• _INSTRUCTIONS TO FOLLOW_
Every entry must reappear in your answer exactly as written, though its pictures must not.

(Saved data entries)
======

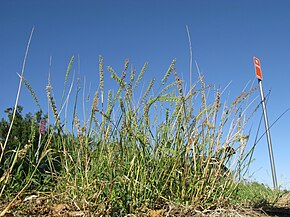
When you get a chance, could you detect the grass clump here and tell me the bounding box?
[234,181,283,208]
[1,54,264,216]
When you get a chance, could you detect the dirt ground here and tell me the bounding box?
[1,193,290,216]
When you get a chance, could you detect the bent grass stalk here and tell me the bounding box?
[0,28,34,165]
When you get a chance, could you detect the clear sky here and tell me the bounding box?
[1,0,290,189]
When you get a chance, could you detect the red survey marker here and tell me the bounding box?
[253,56,263,80]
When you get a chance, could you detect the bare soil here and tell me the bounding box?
[1,193,290,216]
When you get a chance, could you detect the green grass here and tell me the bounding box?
[234,181,283,208]
[0,52,283,216]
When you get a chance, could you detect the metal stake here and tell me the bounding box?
[258,79,278,189]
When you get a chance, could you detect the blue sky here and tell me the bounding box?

======

• _REPLY_
When you get a chance, could you detect the grass clump here and tell me the bounding box?
[234,181,283,208]
[1,54,264,216]
When you get a chance, could you detect the dirt ground here and tell me the bounding box?
[1,193,290,216]
When you get a chance, could you detect the bent grass stalk here and tell me the bounding box?
[0,28,34,165]
When you get a chance, could you detect the clear sky here and tell me the bounding box?
[1,0,290,189]
When you get a chance, could you detect the red survey marker here and tell me the bounding box?
[253,56,263,80]
When you get a chance, could you detect the bare soil here and tell me the bounding box?
[1,193,290,216]
When you get a chance, could you detect the green grass here and tell me the bounding box?
[234,181,283,208]
[0,52,283,216]
When you get a chance, could you detect the metal stake here and tell me the bounding box?
[258,79,278,189]
When you get a chance, could you detect the blue sky here and tell me the bounding box?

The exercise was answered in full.